Give all of the lines again exactly as they read.

* BEGIN Records provided *

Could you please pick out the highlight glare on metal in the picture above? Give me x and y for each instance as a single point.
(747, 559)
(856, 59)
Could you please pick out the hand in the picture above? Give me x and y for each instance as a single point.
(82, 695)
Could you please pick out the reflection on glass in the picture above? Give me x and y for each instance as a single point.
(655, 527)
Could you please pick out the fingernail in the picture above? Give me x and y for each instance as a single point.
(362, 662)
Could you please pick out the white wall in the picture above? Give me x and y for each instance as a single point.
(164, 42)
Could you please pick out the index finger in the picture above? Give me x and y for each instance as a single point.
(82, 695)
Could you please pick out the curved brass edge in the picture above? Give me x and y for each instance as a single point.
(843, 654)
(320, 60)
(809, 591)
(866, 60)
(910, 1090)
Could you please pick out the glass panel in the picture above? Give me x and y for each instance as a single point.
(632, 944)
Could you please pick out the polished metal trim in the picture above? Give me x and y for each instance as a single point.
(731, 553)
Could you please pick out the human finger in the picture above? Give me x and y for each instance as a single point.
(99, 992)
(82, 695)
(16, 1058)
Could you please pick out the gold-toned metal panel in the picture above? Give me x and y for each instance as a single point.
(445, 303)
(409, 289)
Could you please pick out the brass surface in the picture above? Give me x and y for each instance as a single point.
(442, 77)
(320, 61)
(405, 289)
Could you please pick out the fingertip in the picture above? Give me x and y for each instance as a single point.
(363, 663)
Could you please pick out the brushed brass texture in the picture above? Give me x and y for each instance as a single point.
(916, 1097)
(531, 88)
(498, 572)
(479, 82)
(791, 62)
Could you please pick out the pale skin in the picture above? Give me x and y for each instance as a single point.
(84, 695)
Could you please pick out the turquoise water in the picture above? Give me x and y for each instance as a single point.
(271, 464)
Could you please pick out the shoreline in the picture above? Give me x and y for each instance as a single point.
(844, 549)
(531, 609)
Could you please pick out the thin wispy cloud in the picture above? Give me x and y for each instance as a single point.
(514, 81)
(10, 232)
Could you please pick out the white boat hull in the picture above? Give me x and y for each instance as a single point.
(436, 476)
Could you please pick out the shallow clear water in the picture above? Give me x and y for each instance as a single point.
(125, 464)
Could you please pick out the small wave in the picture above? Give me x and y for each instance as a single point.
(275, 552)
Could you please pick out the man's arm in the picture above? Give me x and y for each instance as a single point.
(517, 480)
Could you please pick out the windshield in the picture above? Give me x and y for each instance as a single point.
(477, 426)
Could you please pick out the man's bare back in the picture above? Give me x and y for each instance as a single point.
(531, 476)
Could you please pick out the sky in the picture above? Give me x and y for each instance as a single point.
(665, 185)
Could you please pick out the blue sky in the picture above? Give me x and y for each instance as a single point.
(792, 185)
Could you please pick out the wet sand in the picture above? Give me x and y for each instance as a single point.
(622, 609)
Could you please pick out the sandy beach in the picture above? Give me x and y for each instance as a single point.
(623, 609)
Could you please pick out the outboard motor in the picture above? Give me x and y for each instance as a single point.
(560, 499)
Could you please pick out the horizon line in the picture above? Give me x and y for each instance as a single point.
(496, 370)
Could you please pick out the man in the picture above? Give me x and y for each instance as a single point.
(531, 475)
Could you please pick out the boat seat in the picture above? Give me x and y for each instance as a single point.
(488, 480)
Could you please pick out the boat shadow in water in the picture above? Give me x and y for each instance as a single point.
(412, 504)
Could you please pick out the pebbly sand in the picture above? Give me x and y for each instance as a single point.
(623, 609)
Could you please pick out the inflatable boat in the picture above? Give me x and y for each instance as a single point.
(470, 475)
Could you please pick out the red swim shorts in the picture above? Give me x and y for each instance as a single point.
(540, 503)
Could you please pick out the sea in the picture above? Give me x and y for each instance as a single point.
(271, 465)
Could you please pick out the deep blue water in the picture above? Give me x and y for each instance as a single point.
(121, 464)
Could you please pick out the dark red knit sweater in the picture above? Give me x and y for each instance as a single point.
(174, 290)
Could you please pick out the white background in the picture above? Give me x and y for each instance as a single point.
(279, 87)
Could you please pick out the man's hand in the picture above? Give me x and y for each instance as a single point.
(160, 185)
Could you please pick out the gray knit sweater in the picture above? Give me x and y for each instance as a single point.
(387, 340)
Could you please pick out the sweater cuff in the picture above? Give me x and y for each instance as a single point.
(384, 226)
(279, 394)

* END Records provided *

— Exercise output —
Could you please pick out the highlight glare on metal in the picture above? Give me x and y for each instance as a single point.
(747, 559)
(856, 59)
Could you please pick out the hand in the picture above? Give me x and y for each instance as a single point.
(82, 695)
Could you please pick out the reflection on glass in the picture above? Give me x and y for each instance as a single point.
(655, 527)
Could you please pick out the fingernail in the picture above? Give me x and y for each instance as a single point.
(362, 662)
Could you please pick out the white wall in the picture above? Give me x and y for each instance as a single point.
(164, 42)
Could you please pick out the index finger in the picture above? Give me x and y for each instance as a single point.
(82, 695)
Could you please pick out the curved brass edge in the picture above? Give me x and y for each instance as a single point.
(843, 654)
(320, 60)
(809, 591)
(866, 60)
(910, 1090)
Could you please pick out the glass panel in the picture above? Give me x and y for each instance as a single point.
(632, 944)
Could you please pick out the polished metal trim in the picture above? Give me x and y for each instance as a single point.
(731, 553)
Could you please pick out the human finger in the picture above? Give me x and y for each instance as a single point.
(99, 992)
(82, 695)
(16, 1058)
Could you please pick out the gold-toned metal panel in the picture above? Give me x and y for each instance as a single point.
(445, 303)
(409, 289)
Could you please pick out the brass surface in the picture above? Give me x and y for each instance as a single point.
(442, 77)
(320, 61)
(405, 289)
Could you please pick out the fingertip in the picture above? Give me x and y for each instance as a single point.
(363, 663)
Could you please pick out the brushed brass texture in the picture above? Give me x and y for each instance as a single point.
(916, 1097)
(531, 88)
(498, 572)
(479, 82)
(791, 62)
Could you please pick out the pale skin in the picture above? Give me x and y for each instance as a single point.
(84, 695)
Could you please pick out the turquoise water in the picture above? Give me x and y for each instance as a single point.
(271, 464)
Could you please pick out the shoreline in the picture above? Give me x and y for each instance as a single point.
(844, 549)
(531, 609)
Could you please pick out the thin wispy cloud in the picture above? Give me x and y for each instance as a single point.
(514, 81)
(10, 232)
Could you please pick out the white boat hull in the picture above? Give me x and y for each instance as a single point.
(436, 476)
Could you please pick out the shallow clear water in the picture above? Give me x and y for each instance as a single point.
(125, 464)
Could you please pick out the small wave in the picture above? Give me x and y for each instance as a single point.
(275, 552)
Could you please pick out the man's arm in the picture above? Give me x and y for each instance as a single point.
(517, 480)
Could you please pick out the windshield in the picture above? Give me x and y for each instance as a single point.
(477, 426)
Could you please pick out the man's bare back in the picture above? Give me x and y for each instance as a single point.
(531, 476)
Could you please pick out the sky in the picture above? Give me x and y for each instance as a single point.
(665, 185)
Could you please pick out the blue sky in the picture above? Give me x and y for each instance as a single point.
(792, 185)
Could you please pick out the wet sand in the picture above? Give me x and y for each instance as a single point.
(622, 609)
Could you please pick out the sandy beach in the picture above? Give me x and y for each instance as a single point.
(623, 609)
Could you please pick out the outboard motor in the picture above? Give me x and y for each instance as a single point.
(560, 499)
Could you please pick out the horizon line in the picture above? Give me x and y for each instance as a single point.
(496, 370)
Could you please pick out the man in the picture above? Give me x and y for each instance as a single point.
(531, 475)
Could you please pick out the boat seat in the picture above? Give me x and y for each instance as a single point.
(488, 480)
Could you please pick out the boat shadow in water in the picture above? Give me x and y for each instance as a single point.
(412, 504)
Could you please pick out the pebbly sand in the picture above? Give me x and y for each instance as a single point.
(623, 609)
Could you please pick out the inflatable boat in the picture above? Give me x and y for each instance as a single point.
(470, 475)
Could you please pick out the red swim shorts in the picture above? Give me x and y for each instance as a single point.
(540, 503)
Could you please pick out the sea in the picture above? Give me x and y for each instance as a single point.
(271, 465)
Could you please pick out the deep blue water in the picture above? Give me x and y for each instance as a single point.
(121, 464)
Could you please pick out the dark red knit sweater in the picture above? Give me x and y for each instance as a single point.
(174, 290)
Could you please pick out the white background in the picture above? Give me x and y for each instance as a single point.
(279, 87)
Could you please pick out the man's hand in the picture above? Give me x and y for each instance as a single point.
(160, 185)
Could you please pick out the gray knit sweater in the picture above? Give me x and y for each instance as a single point.
(387, 340)
Could you please pick out the sweater cuff in the picture above? Give me x and y for each instance as a single point.
(384, 226)
(279, 394)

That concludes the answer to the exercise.